::: Dataset records
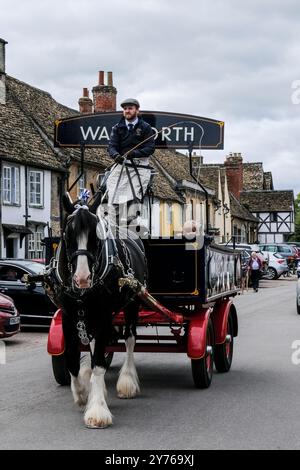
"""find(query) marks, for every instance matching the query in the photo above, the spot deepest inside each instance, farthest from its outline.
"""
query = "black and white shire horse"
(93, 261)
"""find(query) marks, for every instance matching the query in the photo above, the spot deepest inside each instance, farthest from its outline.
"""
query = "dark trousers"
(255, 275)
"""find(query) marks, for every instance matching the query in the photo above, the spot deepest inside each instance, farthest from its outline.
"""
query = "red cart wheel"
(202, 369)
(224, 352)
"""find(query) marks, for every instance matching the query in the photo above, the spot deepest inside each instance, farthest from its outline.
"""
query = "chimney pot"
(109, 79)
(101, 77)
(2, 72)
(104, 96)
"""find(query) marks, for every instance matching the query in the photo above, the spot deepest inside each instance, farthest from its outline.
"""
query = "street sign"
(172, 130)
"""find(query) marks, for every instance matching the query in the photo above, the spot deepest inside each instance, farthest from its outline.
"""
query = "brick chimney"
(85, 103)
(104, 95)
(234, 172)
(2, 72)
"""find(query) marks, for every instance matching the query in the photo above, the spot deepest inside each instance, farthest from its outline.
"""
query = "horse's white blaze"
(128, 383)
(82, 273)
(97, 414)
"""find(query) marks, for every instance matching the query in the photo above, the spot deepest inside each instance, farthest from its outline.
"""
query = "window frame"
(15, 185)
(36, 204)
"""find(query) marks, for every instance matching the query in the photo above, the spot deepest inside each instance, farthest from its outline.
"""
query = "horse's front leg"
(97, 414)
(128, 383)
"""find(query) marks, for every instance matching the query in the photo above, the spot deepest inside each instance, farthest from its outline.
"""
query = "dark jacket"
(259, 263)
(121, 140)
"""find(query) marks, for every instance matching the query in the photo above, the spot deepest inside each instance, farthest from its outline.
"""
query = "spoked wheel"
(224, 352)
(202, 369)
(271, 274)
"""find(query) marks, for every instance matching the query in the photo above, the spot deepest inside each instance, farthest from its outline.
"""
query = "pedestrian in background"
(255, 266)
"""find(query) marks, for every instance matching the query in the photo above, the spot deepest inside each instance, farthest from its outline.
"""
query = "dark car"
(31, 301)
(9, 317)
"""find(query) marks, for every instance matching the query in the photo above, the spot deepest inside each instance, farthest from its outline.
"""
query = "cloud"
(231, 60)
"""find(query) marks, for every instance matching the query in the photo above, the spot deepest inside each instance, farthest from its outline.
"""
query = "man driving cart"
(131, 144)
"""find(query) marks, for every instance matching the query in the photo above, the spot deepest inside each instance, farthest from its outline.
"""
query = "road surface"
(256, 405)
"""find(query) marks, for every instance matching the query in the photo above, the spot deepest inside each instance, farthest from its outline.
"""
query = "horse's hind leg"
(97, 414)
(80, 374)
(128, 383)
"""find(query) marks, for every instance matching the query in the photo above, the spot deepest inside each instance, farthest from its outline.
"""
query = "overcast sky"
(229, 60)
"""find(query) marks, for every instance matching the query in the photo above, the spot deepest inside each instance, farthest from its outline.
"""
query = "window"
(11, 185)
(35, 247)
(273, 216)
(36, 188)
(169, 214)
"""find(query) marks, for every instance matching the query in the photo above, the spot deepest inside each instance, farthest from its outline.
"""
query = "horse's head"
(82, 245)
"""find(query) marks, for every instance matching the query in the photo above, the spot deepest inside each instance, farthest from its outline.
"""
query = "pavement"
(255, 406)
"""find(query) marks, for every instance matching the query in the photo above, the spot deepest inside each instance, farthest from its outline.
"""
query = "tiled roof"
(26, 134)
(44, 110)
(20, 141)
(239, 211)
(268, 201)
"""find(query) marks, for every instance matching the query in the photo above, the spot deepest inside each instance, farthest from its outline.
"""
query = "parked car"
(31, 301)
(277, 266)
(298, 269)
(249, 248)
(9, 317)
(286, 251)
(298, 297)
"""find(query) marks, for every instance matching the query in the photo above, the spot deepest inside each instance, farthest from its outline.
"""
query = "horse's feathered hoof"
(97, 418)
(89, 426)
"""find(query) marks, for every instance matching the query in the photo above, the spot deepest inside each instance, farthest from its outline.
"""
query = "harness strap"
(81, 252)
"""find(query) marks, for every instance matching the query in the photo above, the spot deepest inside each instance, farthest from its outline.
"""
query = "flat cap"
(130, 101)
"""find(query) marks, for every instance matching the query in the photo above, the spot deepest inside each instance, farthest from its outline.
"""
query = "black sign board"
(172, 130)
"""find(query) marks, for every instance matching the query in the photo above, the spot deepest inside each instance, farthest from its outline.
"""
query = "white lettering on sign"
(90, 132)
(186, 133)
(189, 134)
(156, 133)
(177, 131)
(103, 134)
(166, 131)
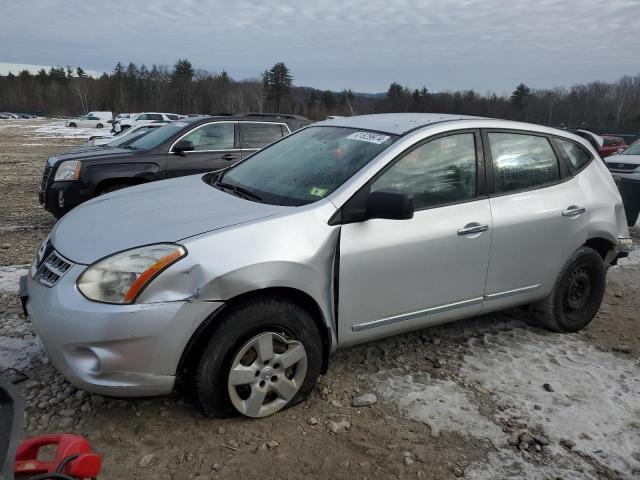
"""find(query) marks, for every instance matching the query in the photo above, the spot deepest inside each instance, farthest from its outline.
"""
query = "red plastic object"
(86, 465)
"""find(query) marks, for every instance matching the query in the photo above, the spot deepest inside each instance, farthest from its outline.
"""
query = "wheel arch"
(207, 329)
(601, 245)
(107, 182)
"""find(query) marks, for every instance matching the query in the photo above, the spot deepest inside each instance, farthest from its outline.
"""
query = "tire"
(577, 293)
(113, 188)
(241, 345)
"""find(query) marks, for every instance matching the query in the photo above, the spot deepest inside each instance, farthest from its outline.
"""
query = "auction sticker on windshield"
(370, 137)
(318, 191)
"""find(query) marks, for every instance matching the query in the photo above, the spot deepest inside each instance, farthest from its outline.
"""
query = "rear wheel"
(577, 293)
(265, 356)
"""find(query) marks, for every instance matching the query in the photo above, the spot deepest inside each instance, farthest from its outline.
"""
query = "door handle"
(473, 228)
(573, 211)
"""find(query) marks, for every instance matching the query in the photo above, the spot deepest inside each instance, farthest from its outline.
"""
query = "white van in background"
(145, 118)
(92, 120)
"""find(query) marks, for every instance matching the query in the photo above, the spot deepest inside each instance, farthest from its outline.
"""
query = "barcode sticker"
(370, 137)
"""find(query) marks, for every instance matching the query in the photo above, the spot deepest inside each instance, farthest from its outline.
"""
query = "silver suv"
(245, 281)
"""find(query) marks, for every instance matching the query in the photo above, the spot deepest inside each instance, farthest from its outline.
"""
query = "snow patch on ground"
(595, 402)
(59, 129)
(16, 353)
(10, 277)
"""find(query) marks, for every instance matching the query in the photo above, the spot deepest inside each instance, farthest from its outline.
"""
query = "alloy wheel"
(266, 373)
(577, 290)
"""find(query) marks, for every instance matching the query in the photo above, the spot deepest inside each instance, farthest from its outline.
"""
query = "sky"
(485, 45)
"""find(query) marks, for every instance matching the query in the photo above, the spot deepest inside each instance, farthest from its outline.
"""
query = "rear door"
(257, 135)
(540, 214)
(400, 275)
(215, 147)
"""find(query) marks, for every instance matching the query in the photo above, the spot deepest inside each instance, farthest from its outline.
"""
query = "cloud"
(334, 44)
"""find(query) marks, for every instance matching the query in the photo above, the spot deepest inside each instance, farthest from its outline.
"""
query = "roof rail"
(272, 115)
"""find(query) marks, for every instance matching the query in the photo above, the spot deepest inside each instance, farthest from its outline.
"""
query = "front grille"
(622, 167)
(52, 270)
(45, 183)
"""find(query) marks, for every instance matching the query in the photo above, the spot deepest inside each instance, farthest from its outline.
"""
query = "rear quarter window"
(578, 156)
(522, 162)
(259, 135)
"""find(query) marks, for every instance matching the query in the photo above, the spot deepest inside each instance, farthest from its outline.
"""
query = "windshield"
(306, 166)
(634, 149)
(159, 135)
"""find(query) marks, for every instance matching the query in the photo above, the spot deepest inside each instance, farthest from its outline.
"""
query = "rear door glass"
::::::
::: Dataset records
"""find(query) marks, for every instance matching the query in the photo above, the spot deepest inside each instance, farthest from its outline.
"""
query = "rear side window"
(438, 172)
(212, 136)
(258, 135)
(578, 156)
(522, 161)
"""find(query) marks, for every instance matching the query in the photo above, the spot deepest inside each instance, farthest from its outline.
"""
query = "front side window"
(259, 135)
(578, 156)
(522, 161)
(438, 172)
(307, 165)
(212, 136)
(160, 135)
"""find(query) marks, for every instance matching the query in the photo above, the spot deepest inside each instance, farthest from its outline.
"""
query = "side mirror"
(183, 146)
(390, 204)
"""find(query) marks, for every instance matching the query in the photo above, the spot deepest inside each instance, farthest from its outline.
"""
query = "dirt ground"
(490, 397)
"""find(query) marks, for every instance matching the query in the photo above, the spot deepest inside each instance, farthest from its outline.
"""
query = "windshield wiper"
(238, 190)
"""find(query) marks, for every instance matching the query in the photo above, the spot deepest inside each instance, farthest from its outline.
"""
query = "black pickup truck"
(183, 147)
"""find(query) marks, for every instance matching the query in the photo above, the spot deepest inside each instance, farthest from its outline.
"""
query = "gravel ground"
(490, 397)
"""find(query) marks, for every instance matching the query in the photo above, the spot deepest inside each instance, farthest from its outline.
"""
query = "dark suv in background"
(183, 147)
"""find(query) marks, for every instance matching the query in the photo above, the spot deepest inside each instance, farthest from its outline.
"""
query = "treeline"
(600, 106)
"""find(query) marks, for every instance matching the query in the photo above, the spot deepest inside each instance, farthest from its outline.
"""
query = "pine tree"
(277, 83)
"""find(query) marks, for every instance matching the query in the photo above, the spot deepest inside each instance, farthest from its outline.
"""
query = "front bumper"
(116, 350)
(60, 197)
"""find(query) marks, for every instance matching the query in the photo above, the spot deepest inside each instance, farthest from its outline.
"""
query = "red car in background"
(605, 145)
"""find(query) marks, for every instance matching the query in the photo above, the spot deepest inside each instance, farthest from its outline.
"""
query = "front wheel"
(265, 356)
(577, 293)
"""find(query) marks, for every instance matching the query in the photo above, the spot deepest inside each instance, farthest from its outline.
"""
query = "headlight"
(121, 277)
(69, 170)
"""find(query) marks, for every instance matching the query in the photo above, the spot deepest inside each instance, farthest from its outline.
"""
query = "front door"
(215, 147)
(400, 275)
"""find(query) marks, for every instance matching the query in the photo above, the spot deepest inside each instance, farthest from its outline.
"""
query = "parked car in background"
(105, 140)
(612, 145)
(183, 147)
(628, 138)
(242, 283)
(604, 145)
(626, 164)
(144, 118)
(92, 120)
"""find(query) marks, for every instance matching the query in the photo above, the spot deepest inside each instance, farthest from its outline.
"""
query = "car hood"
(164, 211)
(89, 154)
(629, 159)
::::::
> _Task directions_
Report how many lines in the data contain the word "door" with matching case. Give only the number.

> _Written solution_
4